::: Data records

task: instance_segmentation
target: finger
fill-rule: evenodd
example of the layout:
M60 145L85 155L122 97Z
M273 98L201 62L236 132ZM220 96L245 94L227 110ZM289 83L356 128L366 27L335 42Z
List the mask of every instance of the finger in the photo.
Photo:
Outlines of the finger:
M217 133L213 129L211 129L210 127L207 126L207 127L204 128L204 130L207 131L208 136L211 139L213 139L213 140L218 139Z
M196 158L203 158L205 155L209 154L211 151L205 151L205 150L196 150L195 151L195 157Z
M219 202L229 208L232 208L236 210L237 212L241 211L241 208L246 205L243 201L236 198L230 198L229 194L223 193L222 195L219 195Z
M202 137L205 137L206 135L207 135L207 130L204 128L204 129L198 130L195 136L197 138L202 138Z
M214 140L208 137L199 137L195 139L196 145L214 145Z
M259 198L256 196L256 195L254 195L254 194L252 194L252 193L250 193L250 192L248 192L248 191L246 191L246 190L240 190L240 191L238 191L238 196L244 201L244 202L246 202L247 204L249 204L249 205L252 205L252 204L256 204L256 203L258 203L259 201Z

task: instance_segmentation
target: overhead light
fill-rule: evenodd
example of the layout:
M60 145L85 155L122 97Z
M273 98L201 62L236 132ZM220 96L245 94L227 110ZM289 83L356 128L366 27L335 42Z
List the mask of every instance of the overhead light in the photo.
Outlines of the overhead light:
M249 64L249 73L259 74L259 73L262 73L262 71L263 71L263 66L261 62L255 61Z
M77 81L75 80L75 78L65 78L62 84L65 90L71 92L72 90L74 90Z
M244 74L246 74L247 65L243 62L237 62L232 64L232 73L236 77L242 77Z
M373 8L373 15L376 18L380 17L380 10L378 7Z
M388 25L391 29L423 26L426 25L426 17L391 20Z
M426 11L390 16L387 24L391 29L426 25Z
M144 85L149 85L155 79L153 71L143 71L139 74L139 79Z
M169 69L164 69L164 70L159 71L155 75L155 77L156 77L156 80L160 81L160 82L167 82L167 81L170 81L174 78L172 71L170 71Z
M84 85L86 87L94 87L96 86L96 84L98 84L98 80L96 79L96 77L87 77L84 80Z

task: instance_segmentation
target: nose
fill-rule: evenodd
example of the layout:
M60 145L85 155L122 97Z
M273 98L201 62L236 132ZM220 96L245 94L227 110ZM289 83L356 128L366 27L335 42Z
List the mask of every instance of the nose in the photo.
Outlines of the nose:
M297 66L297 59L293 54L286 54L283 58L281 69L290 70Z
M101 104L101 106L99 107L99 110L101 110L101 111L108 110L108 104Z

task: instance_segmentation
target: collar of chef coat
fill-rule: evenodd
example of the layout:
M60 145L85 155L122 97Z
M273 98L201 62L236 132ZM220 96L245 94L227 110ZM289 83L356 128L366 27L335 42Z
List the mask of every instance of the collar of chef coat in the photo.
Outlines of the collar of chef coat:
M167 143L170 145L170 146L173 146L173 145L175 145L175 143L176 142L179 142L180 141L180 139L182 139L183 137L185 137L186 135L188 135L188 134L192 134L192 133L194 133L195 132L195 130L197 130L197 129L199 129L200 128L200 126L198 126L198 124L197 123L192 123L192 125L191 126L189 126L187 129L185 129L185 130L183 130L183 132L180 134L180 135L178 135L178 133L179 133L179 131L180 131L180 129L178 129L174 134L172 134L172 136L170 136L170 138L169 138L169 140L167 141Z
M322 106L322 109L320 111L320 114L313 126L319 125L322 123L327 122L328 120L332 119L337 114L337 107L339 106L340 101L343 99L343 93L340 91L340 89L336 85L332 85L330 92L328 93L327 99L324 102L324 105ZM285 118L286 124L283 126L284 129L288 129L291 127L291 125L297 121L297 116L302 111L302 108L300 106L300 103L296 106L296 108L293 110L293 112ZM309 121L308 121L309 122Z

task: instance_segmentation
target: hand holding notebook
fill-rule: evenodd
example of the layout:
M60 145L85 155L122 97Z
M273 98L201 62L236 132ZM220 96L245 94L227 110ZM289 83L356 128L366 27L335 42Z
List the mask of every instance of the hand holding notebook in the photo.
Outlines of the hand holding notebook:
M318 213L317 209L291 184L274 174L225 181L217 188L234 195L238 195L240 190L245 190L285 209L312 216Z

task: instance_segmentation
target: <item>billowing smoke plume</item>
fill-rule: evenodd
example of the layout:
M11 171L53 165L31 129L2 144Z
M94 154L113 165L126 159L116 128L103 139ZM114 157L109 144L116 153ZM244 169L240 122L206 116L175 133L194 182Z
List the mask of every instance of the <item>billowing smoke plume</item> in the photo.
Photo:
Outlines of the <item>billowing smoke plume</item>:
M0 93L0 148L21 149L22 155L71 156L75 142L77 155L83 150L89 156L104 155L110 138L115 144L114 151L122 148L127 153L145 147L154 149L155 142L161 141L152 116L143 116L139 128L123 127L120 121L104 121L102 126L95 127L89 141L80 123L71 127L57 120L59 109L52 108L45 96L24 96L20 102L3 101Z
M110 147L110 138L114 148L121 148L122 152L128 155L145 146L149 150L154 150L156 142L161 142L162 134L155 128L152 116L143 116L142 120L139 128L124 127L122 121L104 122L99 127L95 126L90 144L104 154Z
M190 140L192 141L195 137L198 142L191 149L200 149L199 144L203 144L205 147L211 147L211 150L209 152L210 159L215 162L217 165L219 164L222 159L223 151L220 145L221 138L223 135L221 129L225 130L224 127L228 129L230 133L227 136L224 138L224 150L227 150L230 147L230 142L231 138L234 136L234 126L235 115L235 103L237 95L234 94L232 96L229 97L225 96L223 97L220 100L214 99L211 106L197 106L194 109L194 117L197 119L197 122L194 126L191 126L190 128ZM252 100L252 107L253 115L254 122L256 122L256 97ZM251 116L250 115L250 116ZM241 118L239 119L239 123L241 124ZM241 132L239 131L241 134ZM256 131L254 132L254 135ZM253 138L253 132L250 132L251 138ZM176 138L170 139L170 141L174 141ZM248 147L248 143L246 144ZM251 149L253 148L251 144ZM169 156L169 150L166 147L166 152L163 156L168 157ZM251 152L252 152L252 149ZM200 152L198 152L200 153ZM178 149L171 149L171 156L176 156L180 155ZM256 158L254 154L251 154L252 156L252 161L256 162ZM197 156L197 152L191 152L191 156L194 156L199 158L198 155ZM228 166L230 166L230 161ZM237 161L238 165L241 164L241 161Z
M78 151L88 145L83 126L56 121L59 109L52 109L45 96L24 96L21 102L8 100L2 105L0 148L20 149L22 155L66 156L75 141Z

::::::

• [The problem]:
Change every "evenodd" to "nonzero" across all the records and give the lines again with nothing else altered.

• [Task response]:
task: instance_segmentation
target: finger
fill-rule: nonzero
example of the layout:
M60 145L85 155L122 97Z
M273 98L201 62L236 132ZM220 96L245 94L227 110ZM289 83L356 128L366 27L335 42Z
List the mask of every instance of the finger in the photo.
Photo:
Outlines of the finger:
M217 133L213 129L211 129L210 127L207 126L207 127L204 128L204 130L207 131L208 136L211 139L213 139L213 140L218 139Z
M196 158L203 158L205 155L209 154L211 151L205 151L205 150L196 150L195 151L195 157Z
M219 202L229 208L232 208L236 210L237 212L241 211L241 208L246 205L243 201L236 198L230 198L229 194L223 193L222 195L219 195Z
M202 137L205 137L206 135L207 135L207 130L204 128L204 129L198 130L195 136L197 138L202 138Z
M214 140L208 137L199 137L195 139L196 145L214 145Z
M259 198L256 196L256 195L254 195L254 194L252 194L252 193L250 193L250 192L248 192L248 191L246 191L246 190L240 190L240 191L238 191L238 196L244 201L244 202L246 202L247 204L249 204L249 205L252 205L252 204L256 204L256 203L258 203L259 201Z

task: instance_segmentation
target: overhead light
fill-rule: nonzero
example of the layout:
M60 145L85 155L122 97Z
M273 98L201 62L236 132ZM220 96L245 94L227 110ZM289 83L356 128L366 27L335 42Z
List the mask of every instance of the overhead light in the photo.
Outlines of the overhead light:
M249 64L249 73L259 74L259 73L262 73L262 71L263 71L263 66L261 62L255 61Z
M77 81L75 80L75 78L65 78L62 84L65 90L71 92L72 90L74 90Z
M244 74L246 74L247 65L243 62L237 62L232 64L232 73L236 77L242 77Z
M373 8L373 15L376 18L380 17L380 10L378 7Z
M388 25L391 29L423 26L426 25L426 17L391 20Z
M426 11L390 16L387 24L391 29L426 25Z
M144 85L149 85L155 79L153 71L143 71L139 74L139 79Z
M169 69L164 69L164 70L159 71L155 75L155 77L156 77L156 80L160 81L160 82L167 82L167 81L170 81L174 78L172 71L170 71Z
M84 85L86 87L94 87L96 86L96 84L98 84L98 80L96 79L96 77L87 77L84 80Z

task: instance_segmentation
target: nose
fill-rule: nonzero
example of the layout:
M60 145L85 155L122 97Z
M273 98L201 62L236 132ZM220 96L245 94L227 110ZM289 83L356 128L366 27L335 42Z
List the mask of every instance of the nose in the photo.
Outlines of the nose:
M297 66L297 59L293 54L286 54L283 58L281 69L290 70Z
M101 104L101 106L99 107L99 110L101 110L101 111L108 110L108 104Z

task: instance_segmentation
target: collar of chef coat
fill-rule: nonzero
example of the layout:
M60 145L85 155L122 97Z
M273 98L201 62L236 132ZM220 96L245 94L227 110ZM289 83L356 128L366 27L335 42Z
List the mask of every instance of the collar of chef coat in the photo.
Outlines of the collar of chef coat:
M167 143L170 145L170 146L173 146L173 145L175 145L175 143L176 142L179 142L180 141L180 139L182 139L183 137L185 137L186 135L188 135L188 134L192 134L192 133L194 133L195 132L195 130L197 130L197 129L199 129L200 128L200 126L198 126L198 124L197 123L192 123L192 125L191 126L189 126L187 129L185 129L185 130L183 130L183 132L180 134L180 135L178 135L178 133L179 133L179 131L180 131L180 129L178 129L174 134L172 134L172 136L170 136L170 138L169 138L169 140L167 141Z
M322 106L322 109L320 111L320 114L313 126L319 125L322 123L327 122L328 120L332 119L337 114L337 107L339 106L340 101L343 99L343 93L340 91L340 89L336 85L332 85L330 92L328 93L327 99L324 102L324 105ZM285 118L286 124L283 126L284 129L288 129L291 127L291 125L297 121L297 116L302 111L302 108L300 106L300 103L296 106L296 108L293 110L293 112ZM309 121L308 121L309 122Z

task: instance_segmentation
target: hand holding notebook
fill-rule: nonzero
example of the layout:
M60 145L85 155L122 97Z
M273 98L201 62L236 132ZM220 96L245 94L227 110ZM289 83L356 128L366 27L335 42Z
List the mask of every instance of the hand holding notebook in the photo.
Outlines of the hand holding notebook:
M318 213L317 209L291 184L274 174L225 181L217 188L234 195L238 195L240 190L245 190L285 209L312 216Z

task: instance_segmentation
target: <item>billowing smoke plume</item>
fill-rule: nonzero
example of the layout:
M11 171L53 165L31 129L2 144Z
M94 154L113 165L126 159L116 128L103 139ZM114 157L109 144L116 153ZM244 169L240 122L206 116L175 133L194 182Z
List the mask of every instance of the <item>billowing smoke plume</item> in the photo.
Photo:
Outlines of the <item>billowing smoke plume</item>:
M0 93L0 148L21 149L22 155L71 156L75 142L77 155L83 150L89 156L104 155L110 138L115 144L114 151L122 148L127 153L145 147L154 149L155 142L161 141L152 116L143 116L139 128L123 127L120 121L104 121L102 126L95 127L89 141L80 123L71 127L57 120L59 109L52 108L45 96L24 96L20 102L3 101Z
M110 147L110 138L114 148L121 148L122 152L128 155L145 146L149 150L154 150L156 142L161 142L162 134L155 128L152 116L143 116L142 120L139 128L124 127L122 121L104 122L99 127L95 126L90 144L104 154Z
M190 140L192 141L195 137L198 142L191 149L200 149L199 144L203 144L205 147L211 147L211 150L209 152L210 159L215 162L217 165L219 164L222 159L223 151L220 145L221 138L223 135L221 129L225 130L224 127L228 129L230 133L227 136L224 138L224 150L227 150L230 147L230 142L231 138L234 136L234 126L235 115L235 103L237 95L234 94L232 96L229 97L225 96L223 97L220 100L214 99L211 106L197 106L194 109L194 117L197 119L197 122L194 126L191 126L190 128ZM252 100L252 107L253 115L254 122L256 122L256 97ZM251 116L250 115L250 116ZM241 118L239 119L239 123L241 124ZM241 132L239 131L241 134ZM256 131L254 132L254 135ZM253 138L253 132L250 132L251 138ZM176 138L170 139L170 141L174 141ZM248 147L248 143L246 144ZM251 149L253 148L251 144ZM169 156L169 150L166 147L166 152L163 156L168 157ZM251 152L252 152L252 149ZM200 152L198 152L200 153ZM178 149L171 149L171 156L176 156L180 155ZM256 158L254 154L251 154L252 156L252 161L256 162ZM197 156L197 152L191 152L191 156L194 156L199 158L198 155ZM228 166L230 166L230 161ZM237 161L238 165L241 164L241 161Z
M78 151L88 145L83 126L56 121L59 109L52 109L45 96L24 96L21 102L8 100L2 105L0 148L20 149L22 155L66 156L75 141Z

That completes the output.